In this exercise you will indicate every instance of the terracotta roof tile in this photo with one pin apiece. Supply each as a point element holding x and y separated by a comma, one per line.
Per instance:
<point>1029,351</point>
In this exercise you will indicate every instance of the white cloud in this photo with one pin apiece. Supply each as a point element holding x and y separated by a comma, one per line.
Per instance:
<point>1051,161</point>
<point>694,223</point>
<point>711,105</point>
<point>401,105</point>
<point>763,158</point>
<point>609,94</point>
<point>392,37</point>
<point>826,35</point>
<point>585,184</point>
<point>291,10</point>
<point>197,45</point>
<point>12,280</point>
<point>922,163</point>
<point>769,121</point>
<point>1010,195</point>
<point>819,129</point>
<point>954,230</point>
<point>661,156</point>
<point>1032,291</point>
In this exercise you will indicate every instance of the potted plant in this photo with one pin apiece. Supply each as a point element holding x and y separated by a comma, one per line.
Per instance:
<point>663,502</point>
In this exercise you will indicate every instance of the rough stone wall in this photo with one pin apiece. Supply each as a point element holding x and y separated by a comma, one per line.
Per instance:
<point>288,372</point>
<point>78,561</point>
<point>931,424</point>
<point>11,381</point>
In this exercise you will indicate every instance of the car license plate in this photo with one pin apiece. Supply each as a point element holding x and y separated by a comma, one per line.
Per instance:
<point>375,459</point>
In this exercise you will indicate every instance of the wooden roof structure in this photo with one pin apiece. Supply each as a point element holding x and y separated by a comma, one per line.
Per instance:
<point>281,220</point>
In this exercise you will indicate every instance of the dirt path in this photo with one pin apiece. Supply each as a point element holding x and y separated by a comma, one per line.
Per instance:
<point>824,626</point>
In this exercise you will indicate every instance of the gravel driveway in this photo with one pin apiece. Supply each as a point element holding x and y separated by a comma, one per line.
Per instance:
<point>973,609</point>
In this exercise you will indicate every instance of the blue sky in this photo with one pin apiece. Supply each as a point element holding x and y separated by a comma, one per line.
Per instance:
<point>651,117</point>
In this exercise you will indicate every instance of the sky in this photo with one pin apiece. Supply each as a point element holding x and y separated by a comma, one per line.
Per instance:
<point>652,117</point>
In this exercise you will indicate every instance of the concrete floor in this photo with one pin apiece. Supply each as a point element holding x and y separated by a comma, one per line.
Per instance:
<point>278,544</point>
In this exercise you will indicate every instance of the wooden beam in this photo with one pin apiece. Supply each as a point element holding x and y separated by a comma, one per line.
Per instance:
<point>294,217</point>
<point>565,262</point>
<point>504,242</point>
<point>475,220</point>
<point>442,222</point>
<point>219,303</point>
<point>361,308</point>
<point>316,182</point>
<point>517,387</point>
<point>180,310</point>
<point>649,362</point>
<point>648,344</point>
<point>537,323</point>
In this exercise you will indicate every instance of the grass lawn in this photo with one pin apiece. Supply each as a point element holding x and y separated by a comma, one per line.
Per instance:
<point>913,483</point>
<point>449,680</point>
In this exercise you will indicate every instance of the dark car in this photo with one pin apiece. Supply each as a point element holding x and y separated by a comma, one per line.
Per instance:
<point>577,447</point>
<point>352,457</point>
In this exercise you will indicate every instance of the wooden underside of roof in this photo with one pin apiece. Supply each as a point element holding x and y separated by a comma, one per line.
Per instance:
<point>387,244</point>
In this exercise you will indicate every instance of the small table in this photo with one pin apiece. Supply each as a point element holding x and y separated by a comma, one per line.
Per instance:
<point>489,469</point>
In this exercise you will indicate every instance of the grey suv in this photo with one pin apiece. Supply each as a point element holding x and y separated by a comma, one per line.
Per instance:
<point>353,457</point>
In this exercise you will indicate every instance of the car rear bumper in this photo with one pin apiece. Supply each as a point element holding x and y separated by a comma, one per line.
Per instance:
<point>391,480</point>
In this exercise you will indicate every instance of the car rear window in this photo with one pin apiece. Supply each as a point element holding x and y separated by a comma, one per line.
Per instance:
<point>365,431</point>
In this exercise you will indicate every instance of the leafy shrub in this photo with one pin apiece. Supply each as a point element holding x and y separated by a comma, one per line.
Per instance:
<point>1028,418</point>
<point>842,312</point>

***

### Written request
Copy out the lines of the records verbatim, starting at the line that contains "the wooden beam" and ending at the line that contains "<point>353,457</point>", with both of those lines included.

### Solution to the problem
In this exercise you will indicate every instance of the wooden beam in this photo with one pin apiece. Supply each as a point element holding x and y separated by a comma, one per line.
Per instance:
<point>294,217</point>
<point>565,262</point>
<point>504,242</point>
<point>475,220</point>
<point>442,222</point>
<point>219,303</point>
<point>361,308</point>
<point>316,182</point>
<point>517,387</point>
<point>180,310</point>
<point>649,362</point>
<point>648,344</point>
<point>537,323</point>
In this exercise you will indicate every instance of the grass lawn in this photo with one pin apiece. Supply each as a point element holding x and y separated by a comma, one per line.
Per instance:
<point>913,483</point>
<point>449,680</point>
In this exercise you will indicate every instance of the dark car in this photo with one pin apiece. Supply each as a point element holding x and y separated by a comma, one per line.
Per instance:
<point>577,447</point>
<point>352,457</point>
In this exercise you will indicate every instance of the wooden underside of roof in this photo with one pin apiece. Supply each as a point element holding x and y separated by a comma, one per line.
Per instance:
<point>387,244</point>
In this exercise you will indicate every instance of the small table in this photo with one pin apiece. Supply each as a point element holding x and y separated by a comma, one per line.
Per instance:
<point>489,469</point>
In this exercise you will indicate every instance of the grey suv in this photo with one pin apiece. Supply each as a point element holding x and y separated by a comma, one per line.
Per instance:
<point>353,457</point>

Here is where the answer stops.